-- Begin SOURCE PASSAGE --

2015-02-06 Thread Frederic Weisbecker
On Fri, Feb 06, 2015 at 01:51:56PM -0500, Rik van Riel wrote:
 -BEGIN PGP SIGNED MESSAGE-
 Hash: SHA1
 
 On 02/06/2015 01:23 PM, Frederic Weisbecker wrote:
  On Fri, Feb 06, 2015 at 01:20:21PM -0500, Rik van Riel wrote: On
  02/06/2015 12:22 PM, Frederic Weisbecker wrote:
  On Thu, Feb 05, 2015 at 03:23:48PM -0500, r...@redhat.com
  wrote:
  From: Rik van Riel r...@redhat.com
  
  Add the expected ctx_state as a parameter to 
  context_tracking_user_enter and
  context_tracking_user_exit, allowing the same functions to
  not just track kernel  user space switching, but also
  kernel  guest transitions.
  
  Signed-off-by: Rik van Riel r...@redhat.com
  
  You should consider using guest_enter() and guest_exit()
  instead. These are context tracking APIs too but specifically
  for guest.
  
  What do you mean instead?  KVM already uses those.
  
  I just wanted to avoid duplicating the code...

-- End SOURCE PASSAGE --
-- Begin LISTING --

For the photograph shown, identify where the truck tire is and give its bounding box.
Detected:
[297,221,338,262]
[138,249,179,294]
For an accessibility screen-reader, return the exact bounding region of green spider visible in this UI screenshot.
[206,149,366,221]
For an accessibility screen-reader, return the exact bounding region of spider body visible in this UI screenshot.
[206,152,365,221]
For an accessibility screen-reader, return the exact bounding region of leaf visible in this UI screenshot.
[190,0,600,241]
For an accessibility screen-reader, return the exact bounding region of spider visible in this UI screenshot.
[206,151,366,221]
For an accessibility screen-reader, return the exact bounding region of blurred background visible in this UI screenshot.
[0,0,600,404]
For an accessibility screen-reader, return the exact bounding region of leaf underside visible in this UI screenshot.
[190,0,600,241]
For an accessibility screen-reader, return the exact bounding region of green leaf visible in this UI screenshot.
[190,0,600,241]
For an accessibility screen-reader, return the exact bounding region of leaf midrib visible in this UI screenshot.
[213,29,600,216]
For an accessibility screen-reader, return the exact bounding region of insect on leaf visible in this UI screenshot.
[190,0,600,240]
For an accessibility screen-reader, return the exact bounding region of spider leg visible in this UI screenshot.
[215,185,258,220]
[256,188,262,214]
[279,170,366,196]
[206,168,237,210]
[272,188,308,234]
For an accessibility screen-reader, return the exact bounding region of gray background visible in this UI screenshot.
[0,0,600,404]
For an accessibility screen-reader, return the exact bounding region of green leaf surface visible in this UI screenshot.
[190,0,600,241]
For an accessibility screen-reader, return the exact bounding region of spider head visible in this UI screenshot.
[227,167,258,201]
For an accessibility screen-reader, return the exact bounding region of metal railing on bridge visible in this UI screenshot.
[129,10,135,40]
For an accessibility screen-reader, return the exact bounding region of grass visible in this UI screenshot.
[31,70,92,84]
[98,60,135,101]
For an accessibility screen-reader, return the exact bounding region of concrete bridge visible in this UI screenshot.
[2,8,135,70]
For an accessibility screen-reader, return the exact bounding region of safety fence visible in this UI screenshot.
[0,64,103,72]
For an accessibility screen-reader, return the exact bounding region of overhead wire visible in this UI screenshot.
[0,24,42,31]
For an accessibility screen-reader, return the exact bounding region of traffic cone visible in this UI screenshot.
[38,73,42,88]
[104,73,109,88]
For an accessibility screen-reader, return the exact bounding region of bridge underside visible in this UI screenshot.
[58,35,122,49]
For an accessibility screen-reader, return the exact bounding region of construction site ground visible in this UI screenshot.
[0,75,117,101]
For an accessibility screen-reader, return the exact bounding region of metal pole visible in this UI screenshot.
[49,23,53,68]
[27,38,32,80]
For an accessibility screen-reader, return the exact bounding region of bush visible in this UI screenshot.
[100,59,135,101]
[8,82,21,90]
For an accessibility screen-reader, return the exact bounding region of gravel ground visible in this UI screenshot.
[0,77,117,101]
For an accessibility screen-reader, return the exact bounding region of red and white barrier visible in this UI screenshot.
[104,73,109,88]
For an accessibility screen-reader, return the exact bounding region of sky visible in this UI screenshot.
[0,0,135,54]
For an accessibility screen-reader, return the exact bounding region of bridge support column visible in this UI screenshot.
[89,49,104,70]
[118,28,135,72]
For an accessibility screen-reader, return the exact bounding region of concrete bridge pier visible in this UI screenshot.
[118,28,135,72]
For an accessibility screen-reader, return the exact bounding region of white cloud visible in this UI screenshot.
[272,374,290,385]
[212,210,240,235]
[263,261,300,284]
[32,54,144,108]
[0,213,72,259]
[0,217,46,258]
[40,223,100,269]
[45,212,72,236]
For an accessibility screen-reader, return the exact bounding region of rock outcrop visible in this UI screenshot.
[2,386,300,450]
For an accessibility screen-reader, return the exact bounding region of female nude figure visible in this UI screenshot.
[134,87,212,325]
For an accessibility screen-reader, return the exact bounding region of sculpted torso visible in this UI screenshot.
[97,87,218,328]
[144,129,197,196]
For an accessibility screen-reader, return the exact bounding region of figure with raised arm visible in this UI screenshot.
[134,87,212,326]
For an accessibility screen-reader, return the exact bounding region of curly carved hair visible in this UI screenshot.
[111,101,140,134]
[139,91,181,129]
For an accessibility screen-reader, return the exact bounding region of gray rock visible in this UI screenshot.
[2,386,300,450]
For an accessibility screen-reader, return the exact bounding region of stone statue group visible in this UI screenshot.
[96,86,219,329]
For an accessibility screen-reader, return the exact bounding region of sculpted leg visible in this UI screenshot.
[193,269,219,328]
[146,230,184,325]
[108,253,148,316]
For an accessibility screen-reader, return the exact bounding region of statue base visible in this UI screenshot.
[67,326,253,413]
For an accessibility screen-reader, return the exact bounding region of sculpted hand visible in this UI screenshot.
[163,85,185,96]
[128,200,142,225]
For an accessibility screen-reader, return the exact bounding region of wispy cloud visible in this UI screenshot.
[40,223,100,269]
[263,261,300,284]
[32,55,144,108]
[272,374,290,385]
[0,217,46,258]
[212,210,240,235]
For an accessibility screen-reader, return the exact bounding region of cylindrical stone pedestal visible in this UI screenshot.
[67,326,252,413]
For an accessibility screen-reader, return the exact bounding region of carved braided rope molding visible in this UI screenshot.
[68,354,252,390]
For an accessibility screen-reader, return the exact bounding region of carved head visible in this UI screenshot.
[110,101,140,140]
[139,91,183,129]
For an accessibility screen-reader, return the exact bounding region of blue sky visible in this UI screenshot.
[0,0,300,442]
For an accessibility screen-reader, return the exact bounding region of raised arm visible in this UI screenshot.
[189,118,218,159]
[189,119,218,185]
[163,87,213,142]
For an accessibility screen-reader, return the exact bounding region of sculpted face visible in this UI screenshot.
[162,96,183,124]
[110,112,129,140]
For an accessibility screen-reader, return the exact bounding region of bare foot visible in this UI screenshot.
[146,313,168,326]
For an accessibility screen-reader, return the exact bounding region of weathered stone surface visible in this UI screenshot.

-- End LISTING --

[REQUIRED WORK]
Return the kernel mailing-list thread above word for word, from the first line to the last, keeping every character and line break unchanged.

[SOLUTION TO THIS TASK]
2015-02-06 Thread Frederic Weisbecker
On Fri, Feb 06, 2015 at 01:51:56PM -0500, Rik van Riel wrote:
 -BEGIN PGP SIGNED MESSAGE-
 Hash: SHA1
 
 On 02/06/2015 01:23 PM, Frederic Weisbecker wrote:
  On Fri, Feb 06, 2015 at 01:20:21PM -0500, Rik van Riel wrote: On
  02/06/2015 12:22 PM, Frederic Weisbecker wrote:
  On Thu, Feb 05, 2015 at 03:23:48PM -0500, r...@redhat.com
  wrote:
  From: Rik van Riel r...@redhat.com
  
  Add the expected ctx_state as a parameter to 
  context_tracking_user_enter and
  context_tracking_user_exit, allowing the same functions to
  not just track kernel  user space switching, but also
  kernel  guest transitions.
  
  Signed-off-by: Rik van Riel r...@redhat.com
  
  You should consider using guest_enter() and guest_exit()
  instead. These are context tracking APIs too but specifically
  for guest.
  
  What do you mean instead?  KVM already uses those.
  
  I just wanted to avoid duplicating the code...